> WHAT IS NEEDED
Could you extend the essay on web performance and slow software, picking up right after its last line?

> GIVEN TEXT
↓↓↓
19 March, 202113 minute read

Performance on the web: What’s being said?

It is not an uncommon belief that software is in a state of decline, and it's not too difficult to see why. The difference between Intel's i7-2600k which sold for ~$300USD in 2011 and AMD's Ryzen 5600X (which would sell for US$299 today if not for silicon shortages) is astonishing, and yet my computer doesn't feel substantially faster than it used to. On my high-spec Windows 10 desktop I find myself waiting for silly things (like opening a context menu) multiple times throughout the day which I just don't remember happening on my Linux Mint install a decade ago.

To be fair Windows 10 has a lot more functionality built in to it compared to that old Linux Mint version, but I don't think there's enough added functionality in order to justify the added slowness, especially given that the hardware I'm using today is orders of magnitude better than what I had back then. I'm far from the first person to note software feeling slower than it used to -- in fact, dating all the way back to 1991, Dr. Martin Reiser wrote in the preface to The Oberon System User Guide and Programmer's Manual the following:

The hope is that the progress in hardware will cure all software ills. However, a critical observer may observe that software manages to outgrow hardware in size and sluggishness.

The extraordinary leaps we've achieved in hardware allows software to be less efficient and 'get away' with it, as users are less likely to notice. We've also managed to become more productive (at least in terms of feature development) through widespread adoption of high-level programming languages and the proliferation of package ecosystems, although at a cost to robustness and performance.

Internet applications are the worst of them all, as the time it takes to download files off of a server can be infuriatingly high and then once everything's running, it's subject to however the browser decides to execute it and schedule work. For certain workloads the lack of control over how the app executes is a deal-breaker, and for others it's just annoying and results in unpredictable performance hiccups. This is worsened when developers don't put in effort to mitigate the limitations of the web platform, either due to a lack of empathy for their end user or due to an overly-aggressive product roadmap.

Facebook is, I think, a really good case study in poor web performance -- it takes a couple of seconds for me to see my news feed's loading skeletons, and then it takes another ~6s for Facebook to actually load the content. Two seconds wouldn't be a bad amount of loading time if the point of Facebook was to display loading skeletons, but when I open Facebook the goal I'm actually trying to accomplish is to read the ~300kB of text recently uploaded by people I vaguely know. While Facebook has a lot more functionality than just the news feed, it's literally their #1 feature and needing to wait 7-8s to access it from an empty cache shouldn't be acceptable especially given how much effort they apparently put in to making it load quickly.

So what if everything's slow?
↑↑↑
> ENTRIES SUPPLIED
↓↓↓
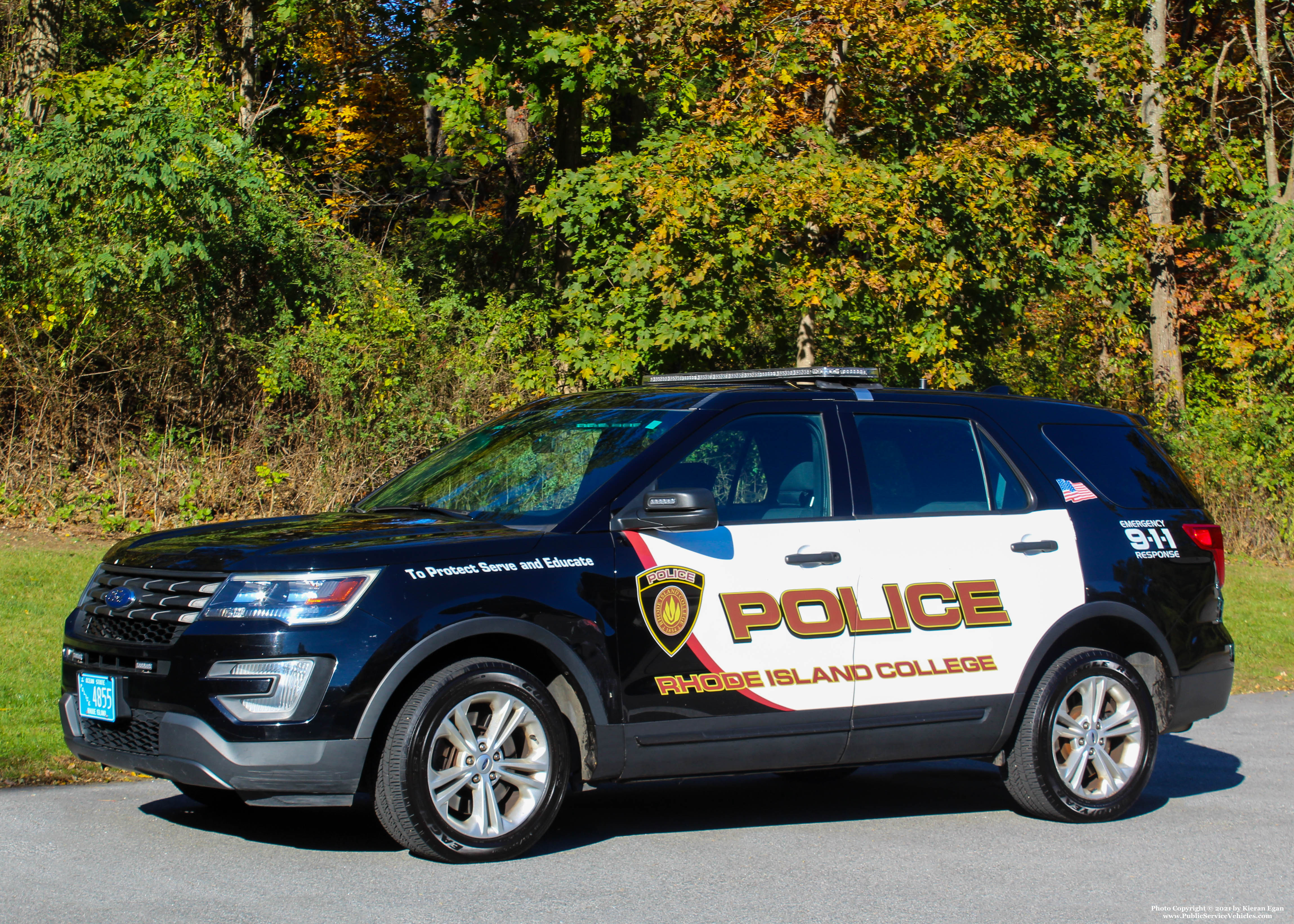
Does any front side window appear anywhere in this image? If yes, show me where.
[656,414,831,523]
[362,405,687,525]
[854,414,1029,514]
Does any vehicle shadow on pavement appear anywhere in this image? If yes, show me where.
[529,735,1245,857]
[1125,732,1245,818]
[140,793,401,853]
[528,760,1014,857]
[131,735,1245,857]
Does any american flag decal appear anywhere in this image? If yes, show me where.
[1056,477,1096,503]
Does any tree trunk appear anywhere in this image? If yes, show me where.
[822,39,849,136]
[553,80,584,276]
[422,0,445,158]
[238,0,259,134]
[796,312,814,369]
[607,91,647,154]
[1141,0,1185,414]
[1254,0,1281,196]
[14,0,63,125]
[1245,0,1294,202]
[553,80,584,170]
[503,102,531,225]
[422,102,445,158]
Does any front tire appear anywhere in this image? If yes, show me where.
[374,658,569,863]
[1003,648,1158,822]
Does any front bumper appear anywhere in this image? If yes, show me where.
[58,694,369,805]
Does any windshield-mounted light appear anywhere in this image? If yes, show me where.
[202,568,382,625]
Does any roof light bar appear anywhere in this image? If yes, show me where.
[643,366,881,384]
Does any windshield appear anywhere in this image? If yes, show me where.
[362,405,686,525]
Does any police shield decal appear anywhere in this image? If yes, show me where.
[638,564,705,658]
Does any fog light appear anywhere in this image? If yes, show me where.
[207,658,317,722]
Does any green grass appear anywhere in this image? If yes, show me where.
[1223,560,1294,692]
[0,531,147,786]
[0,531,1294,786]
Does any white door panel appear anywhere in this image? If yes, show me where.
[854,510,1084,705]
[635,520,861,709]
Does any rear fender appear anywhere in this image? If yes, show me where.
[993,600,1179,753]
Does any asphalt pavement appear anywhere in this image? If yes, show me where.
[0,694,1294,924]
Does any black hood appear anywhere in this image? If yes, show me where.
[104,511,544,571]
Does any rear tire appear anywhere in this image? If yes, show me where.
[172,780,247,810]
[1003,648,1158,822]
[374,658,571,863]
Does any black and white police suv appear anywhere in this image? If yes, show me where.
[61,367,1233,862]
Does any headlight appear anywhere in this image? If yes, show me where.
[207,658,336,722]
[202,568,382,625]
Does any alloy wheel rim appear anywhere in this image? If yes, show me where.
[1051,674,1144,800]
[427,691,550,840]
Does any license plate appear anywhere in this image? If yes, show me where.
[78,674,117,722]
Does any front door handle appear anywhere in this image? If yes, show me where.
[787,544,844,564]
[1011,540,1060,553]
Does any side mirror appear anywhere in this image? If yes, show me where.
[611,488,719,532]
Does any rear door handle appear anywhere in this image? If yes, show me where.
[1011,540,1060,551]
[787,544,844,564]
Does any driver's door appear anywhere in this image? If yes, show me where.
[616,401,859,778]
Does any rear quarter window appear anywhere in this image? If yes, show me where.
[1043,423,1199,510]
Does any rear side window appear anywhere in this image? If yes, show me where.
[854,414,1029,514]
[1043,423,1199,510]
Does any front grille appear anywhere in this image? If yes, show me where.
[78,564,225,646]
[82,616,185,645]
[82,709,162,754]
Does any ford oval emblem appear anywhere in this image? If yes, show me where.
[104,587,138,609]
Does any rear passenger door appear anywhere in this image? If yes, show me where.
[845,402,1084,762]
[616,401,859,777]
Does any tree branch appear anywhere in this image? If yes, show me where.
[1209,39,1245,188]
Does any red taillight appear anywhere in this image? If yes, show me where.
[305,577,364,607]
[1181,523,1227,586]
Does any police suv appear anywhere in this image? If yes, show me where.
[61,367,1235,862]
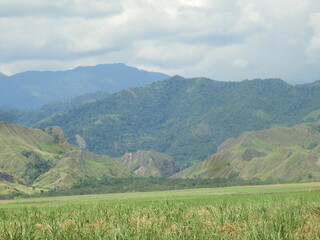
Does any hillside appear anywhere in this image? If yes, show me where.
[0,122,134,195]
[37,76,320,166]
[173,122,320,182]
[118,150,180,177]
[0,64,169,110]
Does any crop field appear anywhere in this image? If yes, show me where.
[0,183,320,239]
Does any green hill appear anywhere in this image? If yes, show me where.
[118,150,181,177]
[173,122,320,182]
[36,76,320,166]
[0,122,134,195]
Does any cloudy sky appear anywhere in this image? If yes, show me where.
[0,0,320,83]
↑↑↑
> RESPONSE TO THE TASK
We need to take software performance seriously because there are real consequences when we don't. Every gigabyte of data downloaded from the internet produces about 3 kg of CO21, which directly contributes to the degradation of our planet. By reducing the size of our applications we can make substantial reductions to global greenhouse gas emissions, and we can do even better than that if we also optimize our use of computing resources.

PHP7 released at the end of 2015 and Rasmus Lerdorf wasted no time in proclaiming that if 50% of all applications running PHP5 were to upgrade to the newest version, the world would see a 3.75B kg/year reduction in carbon emissions due to performance improvements. Is that a lot of carbon? In the grand scheme of things, not really. But incremental improvement in this space shouldn't be the enemy of perfect. The Ahuora project is looking to improve New Zealand's process heat emissions which added up to 8.3B kg CO2 in 2019,

By building slow software we're also locking out billions of people. The average smartphone in developing regions of the world cost about US$200 in 2019 and that value is only going down over time2. People in these parts of the world come online when they can afford to, and that precludes them from purchasing new iPhone 12s. Combine poor network infrastructure with those low-spec phones and a disturbing proportion of the Internet is completely unusable for them.

Your milage may vary, but when I benchmarked Reddit it took 4.7s to display anything on the screen when using a 1.6Mbps connection. 3G networks in emerging markets offer bandwidth of about 0.4Mbps, which means that people in those parts of the world are looking at almost 20 seconds of load time before they can see Reddit's loading UI. After that, they need to wait for all of the actual content to load! At the time of writing this, Reddit is the 19th most popular website in the world and it is is simply not usable by a large portion of the world.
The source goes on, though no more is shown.